WORK REQUEST 1:
Answer these from the woodworking thread, one line each:
(a) What size of straight bit was used to cut the fingers?
(b) After the first attempt, when does the poster say the groove for the bottom should be cut?
(c) How much did the marble wood cost?
WORK REQUEST 2: Translate this sentence from the woodworking thread into Spanish: "Keep practicing, reading, watching videos and asking questions."

PASSAGE PROVIDED:
▶
# lessons learned yesterday



## lvstealth (Jul 30, 2017)

well i got a router, a ryobi, with their table. i have just the 3 bits that came with it. so i tried, using the 5/16 straight bit. i made a simple jig, this one, (anyone with a better one, i will take all the advice i can get).

i finally figured out (sort of) how to make them the right length, and the width confuses me, but i just play till i get it (any advice on this is very welcome). i figured out how to route the line where the bottom goes (not sure how far up to put it, but i just guessed. the depth i did was about half the thickness.





so, first i learned that i need to cut that groove for the bottom after the fingers, if i did it first, it splinters off when i do the finger, not all, but one messes it all up! then i learned to make sure to use the same wood and thickness, i tried setting it up with a scrap and the thickness was not exact, which made it all "proud" (i learned that word!)

there were some other lessons too... that router can really chew some wood up! tried the 5/32" Roman ogee router bit on a lid... i dont think i understand the direction i need to go. right to left they say, and i did, but it was poopy on one end, like it was trying to pull it out of my hand!





now i have to figure this out:




i havent glued it, and i pushed it apart just a bit to show this, but see the hole where the groove the bottom fits in is? how do i prevent this in future projects?

my plan is to glue the lid, then cut it off a bit down, then add a band of the dark wood, (Guatemalan Mora, it was labeled Mora, but when i look it looks like this one.). or not...

in the end, i also learned to make a first run with my pallet wood, not the wood that costs money! btw, i made 2 oak (from pallet wood) before cutting the Marble wood. the first, i was so excited, and i made the fingers, glued it up then the next morning, i went to see it... there it was, all nice and ok, laying next to the bottom! so i just left that one, a square with no bottom... so no box. i started the next and it went better, so it is a box, no lid so far. then i picked the least expensive wood i bought (.70 bf 4/4 marble wood for $6.65). i had to slice it, i think it is called resaw, but made three thin peices (i made them too thin! another lesson learned). i ruined one slice in setting it up, used the next for this, have one more, but i made it too thin for practicality. i need to learn to set it up without having to just wing it, i guess i need to understand it all... but i am getting there!

i need a band saw to do the cutting of the thin layers, but i am doing ok with the table saw and a lot of sanding to make it good (no planer).

i wont give up till i figure it out and make something really cool! i appreciate the boxes i see more now!

-Lisa

Reactions: Like 1 | Way Cool 4 | Informative 1


----------



## Tony (Jul 30, 2017)

Lisa, good to hear from you! All I can say is keep at it. Keep practicing, reading, watching videos and asking questions. You'll figure it all out in time. Your joints look dang good for the first time around, they'll keep getting better and better! Tony

Reactions: Agree 3 | +Karma 1


----------



## lvstealth (Jul 30, 2017)

oh! and i learned that the sander will bite me! i guess i thought it was not a saw... so...

it was the belt sander, i got the bright idea to turn it over and use it sort of like a bench sander. i had a small piece, something i was playing with to make a wooden hinge.
◀
EXCERPTED RECORDS:
▶
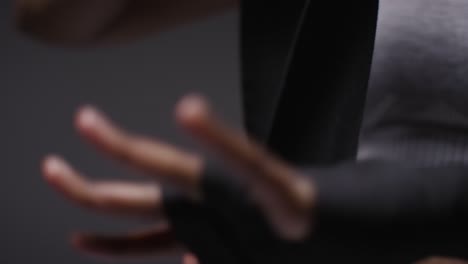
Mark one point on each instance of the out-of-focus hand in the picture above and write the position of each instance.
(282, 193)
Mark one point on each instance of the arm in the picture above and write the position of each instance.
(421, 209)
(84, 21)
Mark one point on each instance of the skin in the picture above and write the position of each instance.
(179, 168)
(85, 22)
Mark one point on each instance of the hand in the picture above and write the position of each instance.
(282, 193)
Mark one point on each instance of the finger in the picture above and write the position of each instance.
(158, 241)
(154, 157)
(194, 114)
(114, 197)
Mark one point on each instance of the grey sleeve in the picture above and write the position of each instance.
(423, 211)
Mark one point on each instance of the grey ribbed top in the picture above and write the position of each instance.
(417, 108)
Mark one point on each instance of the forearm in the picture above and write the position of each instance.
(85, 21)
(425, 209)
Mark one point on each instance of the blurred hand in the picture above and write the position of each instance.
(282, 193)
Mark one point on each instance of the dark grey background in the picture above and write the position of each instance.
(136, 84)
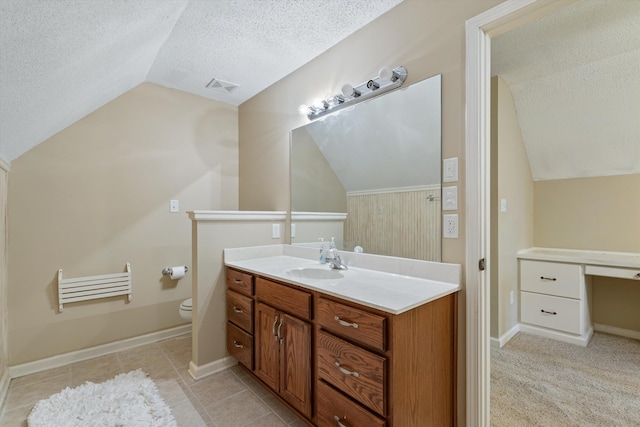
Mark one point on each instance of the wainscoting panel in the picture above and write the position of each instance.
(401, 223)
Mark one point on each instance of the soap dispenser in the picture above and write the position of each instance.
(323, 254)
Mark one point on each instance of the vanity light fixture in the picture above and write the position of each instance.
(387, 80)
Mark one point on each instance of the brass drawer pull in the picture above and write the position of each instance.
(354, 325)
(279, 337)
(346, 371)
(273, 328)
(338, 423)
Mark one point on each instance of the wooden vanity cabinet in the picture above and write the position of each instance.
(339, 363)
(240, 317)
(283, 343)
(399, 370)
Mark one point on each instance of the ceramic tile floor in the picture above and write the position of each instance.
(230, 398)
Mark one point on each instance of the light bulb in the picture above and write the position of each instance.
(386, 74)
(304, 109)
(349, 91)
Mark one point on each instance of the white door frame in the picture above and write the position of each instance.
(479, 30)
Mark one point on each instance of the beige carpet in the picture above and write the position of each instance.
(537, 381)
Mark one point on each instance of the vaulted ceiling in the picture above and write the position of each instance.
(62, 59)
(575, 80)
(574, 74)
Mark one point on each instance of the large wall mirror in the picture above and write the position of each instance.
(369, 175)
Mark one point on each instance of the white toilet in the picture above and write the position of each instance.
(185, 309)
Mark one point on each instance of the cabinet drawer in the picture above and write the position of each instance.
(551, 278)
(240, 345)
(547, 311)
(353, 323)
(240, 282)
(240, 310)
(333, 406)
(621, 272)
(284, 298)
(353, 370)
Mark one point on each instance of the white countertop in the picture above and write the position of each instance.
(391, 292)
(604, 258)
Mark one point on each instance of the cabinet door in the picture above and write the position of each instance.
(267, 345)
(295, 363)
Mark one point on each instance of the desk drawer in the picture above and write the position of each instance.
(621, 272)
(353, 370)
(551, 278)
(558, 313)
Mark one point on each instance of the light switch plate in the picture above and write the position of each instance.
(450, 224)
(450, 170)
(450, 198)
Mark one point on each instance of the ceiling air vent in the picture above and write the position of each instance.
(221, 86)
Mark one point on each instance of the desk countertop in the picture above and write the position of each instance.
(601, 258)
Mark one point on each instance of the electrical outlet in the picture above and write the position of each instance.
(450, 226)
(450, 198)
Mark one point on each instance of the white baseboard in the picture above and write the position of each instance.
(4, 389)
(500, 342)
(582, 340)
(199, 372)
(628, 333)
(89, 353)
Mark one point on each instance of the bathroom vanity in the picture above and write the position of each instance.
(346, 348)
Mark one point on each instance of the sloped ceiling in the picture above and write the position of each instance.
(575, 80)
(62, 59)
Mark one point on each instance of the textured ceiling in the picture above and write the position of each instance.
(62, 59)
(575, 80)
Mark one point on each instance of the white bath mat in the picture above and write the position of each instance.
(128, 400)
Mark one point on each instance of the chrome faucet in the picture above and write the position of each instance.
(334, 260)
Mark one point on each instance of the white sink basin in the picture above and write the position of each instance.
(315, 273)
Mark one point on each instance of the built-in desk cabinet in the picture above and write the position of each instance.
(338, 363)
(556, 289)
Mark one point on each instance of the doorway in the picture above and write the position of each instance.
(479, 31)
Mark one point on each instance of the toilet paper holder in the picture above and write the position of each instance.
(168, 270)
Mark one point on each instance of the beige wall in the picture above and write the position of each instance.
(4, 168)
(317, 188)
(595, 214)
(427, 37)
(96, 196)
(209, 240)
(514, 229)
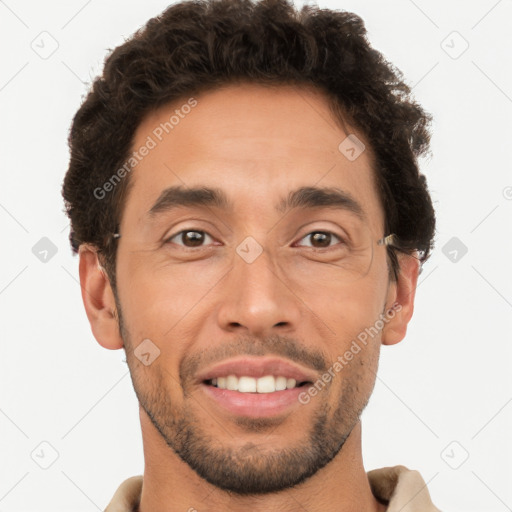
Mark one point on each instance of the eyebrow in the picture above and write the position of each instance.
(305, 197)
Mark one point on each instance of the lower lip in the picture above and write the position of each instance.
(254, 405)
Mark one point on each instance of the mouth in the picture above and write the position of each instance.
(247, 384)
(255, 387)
◀
▶
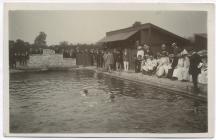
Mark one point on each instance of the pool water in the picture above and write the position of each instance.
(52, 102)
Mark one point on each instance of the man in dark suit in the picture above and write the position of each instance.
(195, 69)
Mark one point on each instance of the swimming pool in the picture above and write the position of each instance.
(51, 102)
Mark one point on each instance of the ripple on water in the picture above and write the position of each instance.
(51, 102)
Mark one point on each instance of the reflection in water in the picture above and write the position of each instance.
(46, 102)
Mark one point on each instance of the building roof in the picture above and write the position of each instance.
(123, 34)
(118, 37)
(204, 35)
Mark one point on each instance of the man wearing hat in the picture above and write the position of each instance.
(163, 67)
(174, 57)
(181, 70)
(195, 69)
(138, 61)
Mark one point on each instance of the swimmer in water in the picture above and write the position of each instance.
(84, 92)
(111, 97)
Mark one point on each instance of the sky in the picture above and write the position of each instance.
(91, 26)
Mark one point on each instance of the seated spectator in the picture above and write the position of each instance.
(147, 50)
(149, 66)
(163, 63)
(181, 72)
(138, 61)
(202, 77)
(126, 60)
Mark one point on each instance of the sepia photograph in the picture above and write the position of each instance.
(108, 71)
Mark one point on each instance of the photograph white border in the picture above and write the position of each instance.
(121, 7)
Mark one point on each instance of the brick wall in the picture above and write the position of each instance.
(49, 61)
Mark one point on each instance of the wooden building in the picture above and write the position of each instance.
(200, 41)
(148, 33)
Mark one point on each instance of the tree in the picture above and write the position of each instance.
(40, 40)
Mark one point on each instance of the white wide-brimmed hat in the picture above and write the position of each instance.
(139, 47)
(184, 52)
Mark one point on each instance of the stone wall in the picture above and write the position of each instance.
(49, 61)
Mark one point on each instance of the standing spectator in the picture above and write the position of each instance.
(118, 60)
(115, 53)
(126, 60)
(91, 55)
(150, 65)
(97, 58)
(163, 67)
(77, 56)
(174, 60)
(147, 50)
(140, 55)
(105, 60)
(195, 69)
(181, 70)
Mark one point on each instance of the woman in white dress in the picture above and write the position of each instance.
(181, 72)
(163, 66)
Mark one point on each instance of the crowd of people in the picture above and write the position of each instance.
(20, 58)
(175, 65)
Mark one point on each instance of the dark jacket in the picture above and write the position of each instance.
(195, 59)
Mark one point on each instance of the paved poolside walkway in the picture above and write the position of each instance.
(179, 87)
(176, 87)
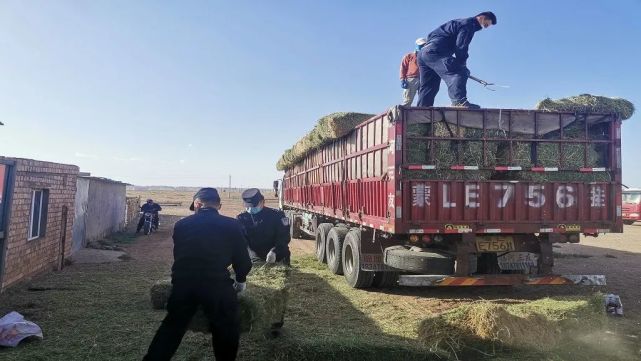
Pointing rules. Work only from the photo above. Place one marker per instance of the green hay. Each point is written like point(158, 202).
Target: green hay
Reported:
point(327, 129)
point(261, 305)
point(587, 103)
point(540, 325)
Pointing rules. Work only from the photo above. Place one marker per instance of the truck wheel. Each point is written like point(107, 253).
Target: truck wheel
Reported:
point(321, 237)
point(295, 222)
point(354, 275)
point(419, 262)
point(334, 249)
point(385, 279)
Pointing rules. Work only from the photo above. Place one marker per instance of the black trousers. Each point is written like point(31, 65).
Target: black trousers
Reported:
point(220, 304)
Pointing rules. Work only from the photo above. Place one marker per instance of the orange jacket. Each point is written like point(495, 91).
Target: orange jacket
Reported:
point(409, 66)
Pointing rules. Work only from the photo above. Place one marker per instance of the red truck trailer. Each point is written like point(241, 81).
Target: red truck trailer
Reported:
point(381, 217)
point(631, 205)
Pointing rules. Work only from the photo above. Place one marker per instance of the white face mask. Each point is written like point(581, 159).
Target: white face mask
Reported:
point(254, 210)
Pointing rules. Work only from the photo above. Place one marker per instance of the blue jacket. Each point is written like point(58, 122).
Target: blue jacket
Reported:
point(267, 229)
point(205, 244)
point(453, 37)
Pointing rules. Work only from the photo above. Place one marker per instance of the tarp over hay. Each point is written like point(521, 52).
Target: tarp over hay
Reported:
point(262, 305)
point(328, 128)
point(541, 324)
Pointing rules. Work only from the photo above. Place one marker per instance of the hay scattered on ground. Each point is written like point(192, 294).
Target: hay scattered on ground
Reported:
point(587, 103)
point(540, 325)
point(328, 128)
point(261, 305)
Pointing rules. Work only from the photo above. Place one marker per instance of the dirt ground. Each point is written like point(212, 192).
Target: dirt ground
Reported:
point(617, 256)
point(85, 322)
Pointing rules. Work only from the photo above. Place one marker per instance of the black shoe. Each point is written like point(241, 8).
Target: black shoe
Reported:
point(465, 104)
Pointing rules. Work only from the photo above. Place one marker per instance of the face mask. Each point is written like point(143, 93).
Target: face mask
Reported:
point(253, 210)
◀
ANSWER 1:
(a) 5/16
(b) After the fingers are cut
(c) $6.65 (for .70 bf of 4/4)

ANSWER 2: Sigue practicando, leyendo, viendo videos y haciendo preguntas.